- [EXERCISE PROMPT]
The number of lines holding the string "window" is all that is wanted; count them in the records below.

- [EXERCISE INPUT]
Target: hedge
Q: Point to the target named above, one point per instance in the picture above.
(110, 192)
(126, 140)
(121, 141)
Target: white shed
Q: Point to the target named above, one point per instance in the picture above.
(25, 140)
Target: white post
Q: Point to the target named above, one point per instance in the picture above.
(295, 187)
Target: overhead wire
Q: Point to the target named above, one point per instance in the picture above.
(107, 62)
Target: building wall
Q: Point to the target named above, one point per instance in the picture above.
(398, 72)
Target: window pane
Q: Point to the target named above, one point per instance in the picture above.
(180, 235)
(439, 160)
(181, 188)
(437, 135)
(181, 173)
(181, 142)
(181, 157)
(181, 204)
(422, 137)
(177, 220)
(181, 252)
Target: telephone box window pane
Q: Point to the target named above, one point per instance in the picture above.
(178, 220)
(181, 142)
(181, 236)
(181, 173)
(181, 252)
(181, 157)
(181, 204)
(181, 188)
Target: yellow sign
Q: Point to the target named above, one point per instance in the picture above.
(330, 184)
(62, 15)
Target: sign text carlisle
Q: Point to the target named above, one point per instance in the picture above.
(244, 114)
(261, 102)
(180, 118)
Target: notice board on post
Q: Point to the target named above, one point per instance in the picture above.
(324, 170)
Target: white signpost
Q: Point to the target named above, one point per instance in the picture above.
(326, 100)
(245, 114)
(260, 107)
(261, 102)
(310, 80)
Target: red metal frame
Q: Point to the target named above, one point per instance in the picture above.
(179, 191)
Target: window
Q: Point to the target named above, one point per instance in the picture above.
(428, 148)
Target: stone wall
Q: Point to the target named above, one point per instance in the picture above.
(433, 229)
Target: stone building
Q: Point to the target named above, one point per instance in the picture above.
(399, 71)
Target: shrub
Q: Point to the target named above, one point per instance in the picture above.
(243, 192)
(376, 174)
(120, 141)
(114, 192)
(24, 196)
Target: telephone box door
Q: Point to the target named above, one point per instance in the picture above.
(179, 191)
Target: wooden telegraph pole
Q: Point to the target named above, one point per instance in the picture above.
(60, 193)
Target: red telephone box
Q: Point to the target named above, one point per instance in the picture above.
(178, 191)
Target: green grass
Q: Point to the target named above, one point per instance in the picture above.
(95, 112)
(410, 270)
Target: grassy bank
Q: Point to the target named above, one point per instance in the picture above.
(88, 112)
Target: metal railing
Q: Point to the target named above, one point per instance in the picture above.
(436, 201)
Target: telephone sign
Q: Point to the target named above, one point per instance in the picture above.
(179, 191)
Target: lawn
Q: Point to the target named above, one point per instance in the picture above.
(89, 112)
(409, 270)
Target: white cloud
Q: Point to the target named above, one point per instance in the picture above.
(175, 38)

- [SOLUTION FOR THIS PROBLEM]
3